Data extracted from a collection
━━━━━━━━
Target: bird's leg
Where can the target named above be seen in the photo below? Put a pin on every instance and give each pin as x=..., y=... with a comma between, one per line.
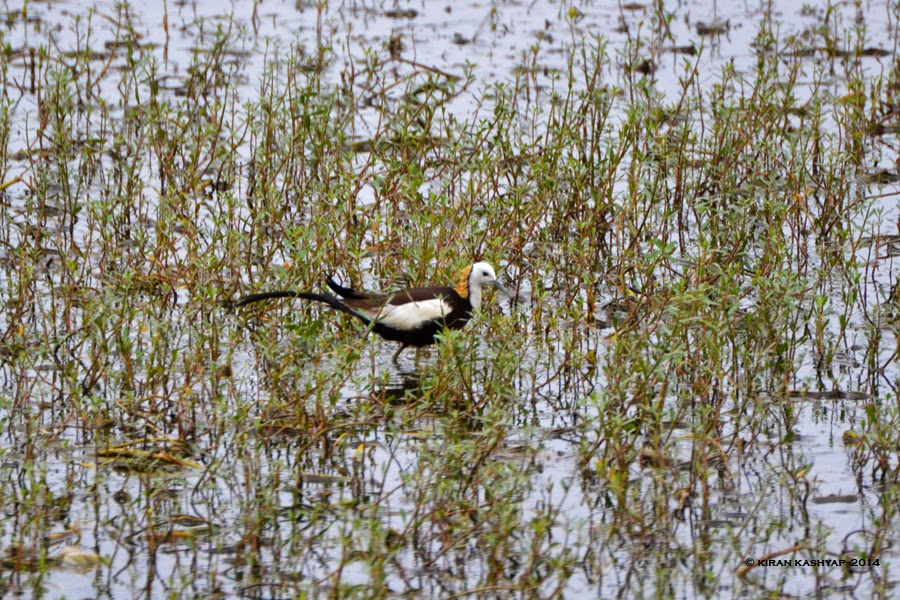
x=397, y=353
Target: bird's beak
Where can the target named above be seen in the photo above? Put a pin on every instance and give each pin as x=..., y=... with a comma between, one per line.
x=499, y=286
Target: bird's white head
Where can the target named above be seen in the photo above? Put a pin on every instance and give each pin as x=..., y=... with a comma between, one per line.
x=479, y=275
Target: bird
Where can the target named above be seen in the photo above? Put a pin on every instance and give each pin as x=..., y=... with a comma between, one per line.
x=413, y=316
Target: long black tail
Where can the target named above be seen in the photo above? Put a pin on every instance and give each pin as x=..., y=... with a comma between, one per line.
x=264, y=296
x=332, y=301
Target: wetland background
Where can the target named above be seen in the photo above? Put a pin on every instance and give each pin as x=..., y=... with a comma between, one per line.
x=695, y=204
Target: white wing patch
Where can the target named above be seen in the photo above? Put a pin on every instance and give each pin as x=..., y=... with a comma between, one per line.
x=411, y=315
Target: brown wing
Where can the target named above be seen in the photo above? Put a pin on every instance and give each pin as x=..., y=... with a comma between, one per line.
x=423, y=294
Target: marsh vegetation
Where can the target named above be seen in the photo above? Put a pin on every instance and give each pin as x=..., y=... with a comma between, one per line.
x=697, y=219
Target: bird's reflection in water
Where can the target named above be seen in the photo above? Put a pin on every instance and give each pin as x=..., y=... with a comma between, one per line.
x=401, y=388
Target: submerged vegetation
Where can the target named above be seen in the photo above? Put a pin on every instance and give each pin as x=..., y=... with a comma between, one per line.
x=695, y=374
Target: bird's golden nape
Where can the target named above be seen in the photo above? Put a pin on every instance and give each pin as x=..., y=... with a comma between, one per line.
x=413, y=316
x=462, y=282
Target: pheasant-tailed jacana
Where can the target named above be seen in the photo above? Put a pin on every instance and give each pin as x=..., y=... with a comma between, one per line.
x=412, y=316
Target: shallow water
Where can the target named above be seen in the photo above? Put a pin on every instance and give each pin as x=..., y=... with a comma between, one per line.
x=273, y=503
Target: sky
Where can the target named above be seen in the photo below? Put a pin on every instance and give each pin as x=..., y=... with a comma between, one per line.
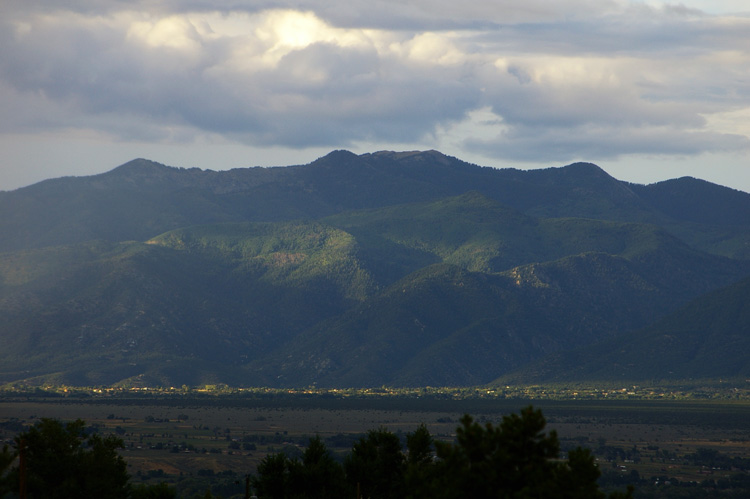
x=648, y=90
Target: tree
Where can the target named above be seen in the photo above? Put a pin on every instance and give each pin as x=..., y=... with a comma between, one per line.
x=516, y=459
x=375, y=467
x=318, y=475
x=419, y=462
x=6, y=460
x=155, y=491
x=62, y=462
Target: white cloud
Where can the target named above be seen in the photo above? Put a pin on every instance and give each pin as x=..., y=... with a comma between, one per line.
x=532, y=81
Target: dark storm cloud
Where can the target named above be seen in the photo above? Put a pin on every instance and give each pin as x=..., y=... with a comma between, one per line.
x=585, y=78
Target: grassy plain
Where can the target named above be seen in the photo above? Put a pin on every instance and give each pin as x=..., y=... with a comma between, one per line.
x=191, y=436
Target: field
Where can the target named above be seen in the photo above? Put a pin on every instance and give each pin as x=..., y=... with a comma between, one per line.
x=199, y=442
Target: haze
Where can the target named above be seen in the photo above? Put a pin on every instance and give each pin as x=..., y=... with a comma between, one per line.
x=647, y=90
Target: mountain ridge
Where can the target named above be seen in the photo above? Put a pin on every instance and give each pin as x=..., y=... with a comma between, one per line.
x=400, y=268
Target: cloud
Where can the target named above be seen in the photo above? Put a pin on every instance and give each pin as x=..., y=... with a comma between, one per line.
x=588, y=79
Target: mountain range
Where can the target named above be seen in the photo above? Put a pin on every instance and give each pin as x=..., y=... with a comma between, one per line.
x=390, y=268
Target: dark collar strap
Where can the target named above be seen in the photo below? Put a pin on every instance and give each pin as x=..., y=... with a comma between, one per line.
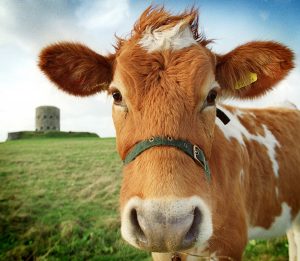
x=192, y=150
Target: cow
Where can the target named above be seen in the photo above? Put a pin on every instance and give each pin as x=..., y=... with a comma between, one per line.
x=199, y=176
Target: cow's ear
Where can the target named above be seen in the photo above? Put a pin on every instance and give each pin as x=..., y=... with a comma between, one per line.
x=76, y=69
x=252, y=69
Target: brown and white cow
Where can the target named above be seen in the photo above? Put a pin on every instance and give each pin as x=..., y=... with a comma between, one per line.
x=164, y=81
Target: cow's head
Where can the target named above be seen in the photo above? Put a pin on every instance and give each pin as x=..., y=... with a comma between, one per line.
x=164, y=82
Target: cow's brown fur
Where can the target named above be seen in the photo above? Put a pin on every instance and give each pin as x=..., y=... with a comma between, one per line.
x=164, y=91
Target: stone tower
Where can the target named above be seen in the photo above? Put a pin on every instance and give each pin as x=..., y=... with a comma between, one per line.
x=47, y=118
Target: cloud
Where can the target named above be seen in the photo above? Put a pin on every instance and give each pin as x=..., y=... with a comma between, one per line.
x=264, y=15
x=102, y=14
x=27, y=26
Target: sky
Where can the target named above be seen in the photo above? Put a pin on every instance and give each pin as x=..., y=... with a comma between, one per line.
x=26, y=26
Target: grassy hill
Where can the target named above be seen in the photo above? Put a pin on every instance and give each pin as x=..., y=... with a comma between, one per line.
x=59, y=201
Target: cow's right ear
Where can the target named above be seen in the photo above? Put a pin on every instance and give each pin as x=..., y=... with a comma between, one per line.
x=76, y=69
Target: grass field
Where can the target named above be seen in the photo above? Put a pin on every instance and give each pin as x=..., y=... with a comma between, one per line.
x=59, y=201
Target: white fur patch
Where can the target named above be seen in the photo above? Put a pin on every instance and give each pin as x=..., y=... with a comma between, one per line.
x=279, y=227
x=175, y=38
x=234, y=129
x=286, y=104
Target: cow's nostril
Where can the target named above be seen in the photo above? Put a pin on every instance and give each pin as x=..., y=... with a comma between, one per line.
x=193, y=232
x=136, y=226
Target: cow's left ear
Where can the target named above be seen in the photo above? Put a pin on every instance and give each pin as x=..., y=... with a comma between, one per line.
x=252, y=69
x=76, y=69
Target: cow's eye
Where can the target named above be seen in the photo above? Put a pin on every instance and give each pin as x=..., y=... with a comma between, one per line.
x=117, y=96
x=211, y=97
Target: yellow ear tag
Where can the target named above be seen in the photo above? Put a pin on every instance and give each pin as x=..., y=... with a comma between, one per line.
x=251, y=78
━━━━━━━━
What is being asked: Above are records with pictures; repeat the records exactly and leave the pictures out.

Final result:
Target: bird's leg
Where can the target named above be seen in the photo below? Put a pin on every instance and give each pin as x=..., y=... with a comma between, one per line.
x=397, y=353
Target: bird's beak
Where can the target named above be seen in the photo above? Put a pin on every instance and give each pin as x=..., y=... with a comma between, one per line.
x=499, y=286
Target: bird's white head
Where can the target named above be seen in the photo above? Put a pin on every instance and give each pin as x=..., y=... with a comma between, one per line.
x=479, y=275
Target: bird
Where can the target named above be seen in the photo above? Put a pin on every instance and give each pin as x=..., y=... with a comma between, one per line.
x=413, y=316
Target: long black tail
Where can the target named above be seen in the photo above? Put a pin on every instance and give each pin as x=..., y=... with a comma between, one per line.
x=264, y=296
x=332, y=301
Target: wetland background
Where can the target named above be seen in the photo above? Put a pin on every instance and give each pin as x=..., y=... with a comma between, one per line.
x=695, y=204
Target: white wing patch
Where can the target named above be seen in the photo above? Put a pin on every instance and give each pin as x=..., y=... with a comma between, one per line.
x=411, y=315
Target: brown wing
Where can the target named above be seen in the photo above? Put a pin on every instance and give each pin as x=..., y=... with a comma between, one per line.
x=423, y=294
Target: marsh vegetation
Where can the target named above be seen in the photo above? Put a pin on every instance and give each pin as x=..., y=... with a comma between, one per line.
x=697, y=219
Target: bird's reflection in water
Where can the target named above be seen in the photo above? Put a pin on every instance and give each pin as x=..., y=... with a comma between, one per line.
x=401, y=388
Target: submerged vegetation
Where can the target named above be seen in the photo above? Put a pin on every instance and give each pin as x=..., y=... with a comma between, one per line.
x=695, y=374
Target: bird's golden nape
Where can the target named above be seen in the photo above? Put a pin on every instance and give each pin as x=..., y=... with a comma between, one per line.
x=413, y=316
x=462, y=282
Target: pheasant-tailed jacana
Where can the target named above be seen in the photo above? Put a pin on every instance and give each pin as x=..., y=... with a comma between, one per line.
x=412, y=316
Target: shallow water
Where can the target named above be seen in the photo above? Put a pin on every instance and give each pin as x=..., y=... with a comma between, one per line.
x=273, y=503
Target: sky
Where can the target named above be seen in the photo below? Put a pin on every instance and give each pin as x=..., y=... with a comma between, one per line.
x=648, y=90
Target: tree
Where can the target named above be seen in the photo above? Put a pin on every instance and give each pin as x=..., y=... with a comma between, one per line.
x=516, y=459
x=375, y=467
x=318, y=475
x=419, y=462
x=6, y=460
x=155, y=491
x=62, y=462
Target: white cloud
Where can the target named above be seen in the photo above? Put a pin on every instance and give each pin as x=..., y=... with a comma between, one per line.
x=532, y=81
Target: dark storm cloud
Where can the target named above be seen in the photo above? Put a pin on every instance and give each pin as x=..., y=... with a comma between, one per line.
x=585, y=78
Target: grassy plain
Where can the target named above be seen in the photo above? Put a pin on every instance and give each pin as x=..., y=... with a comma between, one per line.
x=191, y=436
Target: field
Where can the target named above be seen in the photo above? Put a pin on every instance and give each pin as x=..., y=... with a comma between, one per line.
x=199, y=442
Target: haze
Where can the target named above be seen in the photo above? Put a pin on every instance and give each pin as x=..., y=... with a comma between, one per line.
x=647, y=90
Target: mountain ridge
Where can the target named above be seen in the photo above? Put a pin on every instance and give each pin as x=..., y=... with a comma between, one per line.
x=400, y=268
Target: cloud
Where can the target named above be seen in the photo above? Put a pin on every instance and give each pin as x=..., y=... with a comma between, one per line.
x=588, y=79
Target: mountain range
Where can the target named above be seen in the photo above? Put a pin on every instance and give each pin as x=..., y=... with a comma between, one per line.
x=390, y=268
Target: dark collar strap
Where can the target named above be seen in the photo below? Put a pin on every instance and give each pin as x=..., y=... with a comma between, one per line.
x=192, y=150
Target: cow
Where can the target named above be seen in the photo above? Put a pin on every instance and give each pin as x=..., y=... with a comma between, one per line.
x=199, y=176
Target: cow's ear
Where can the target named above be seen in the photo above? Put a pin on every instance and give each pin as x=..., y=... with a comma between, one per line.
x=76, y=69
x=252, y=69
Target: brown and white cow
Where can the target named above be seen in the photo above? Put a pin on every instance and give each pin as x=..., y=... with a comma between, one per line.
x=164, y=81
Target: cow's head
Where can the target named above be seen in the photo above? Put a pin on every instance and give each pin as x=..., y=... with a comma between, one per line.
x=164, y=82
Target: cow's brown fur
Where can the target named above be seen in the photo above? Put a pin on every instance and give each pin as x=..., y=... with a comma between, one per line.
x=164, y=91
Target: stone tower
Where can the target named above be seen in the photo above? Put a pin on every instance and give each pin as x=..., y=... with a comma between, one per line.
x=47, y=118
Target: cloud
Where can the target named above be seen in the photo above? Put a pin on every instance and give each pin as x=..., y=... with a comma between, one per line.
x=264, y=15
x=102, y=14
x=27, y=26
Target: sky
Where can the target named above be seen in the photo above? Put a pin on every instance and give each pin as x=..., y=... with a comma between, one per line.
x=26, y=26
Target: grassy hill
Where can the target named above be seen in the photo above? Put a pin on every instance and give each pin as x=..., y=... with a comma between, one per line.
x=59, y=201
Target: cow's right ear
Where can the target named above be seen in the photo above? Put a pin on every instance and give each pin as x=..., y=... with a comma between, one per line.
x=76, y=69
Target: grass field
Where can the target named above be seen in the photo above? Put a pin on every instance and give each pin as x=..., y=... with a comma between, one per line.
x=59, y=201
Target: white fur patch
Where can the target named above be seen in the photo above? Put a pin on every instance and give each pin as x=..., y=... with a comma between, one per line.
x=279, y=227
x=175, y=38
x=234, y=129
x=286, y=104
Target: cow's nostril
Where can the target named above be seen in the photo above? Put a pin on every instance and give each pin as x=..., y=... with a comma between, one per line.
x=193, y=232
x=136, y=226
Target: cow's left ear
Where can the target named above be seen in the photo above? Put a pin on every instance and give each pin as x=..., y=... with a comma between, one per line.
x=252, y=69
x=76, y=69
Target: cow's eye
Where can the target named above be seen in the photo above? Put a pin on every instance and give each pin as x=..., y=... with a comma between, one per line.
x=117, y=96
x=211, y=97
Target: yellow ear tag
Where can the target named above be seen in the photo above? Put a pin on every instance and give each pin as x=..., y=... with a comma between, one per line.
x=251, y=78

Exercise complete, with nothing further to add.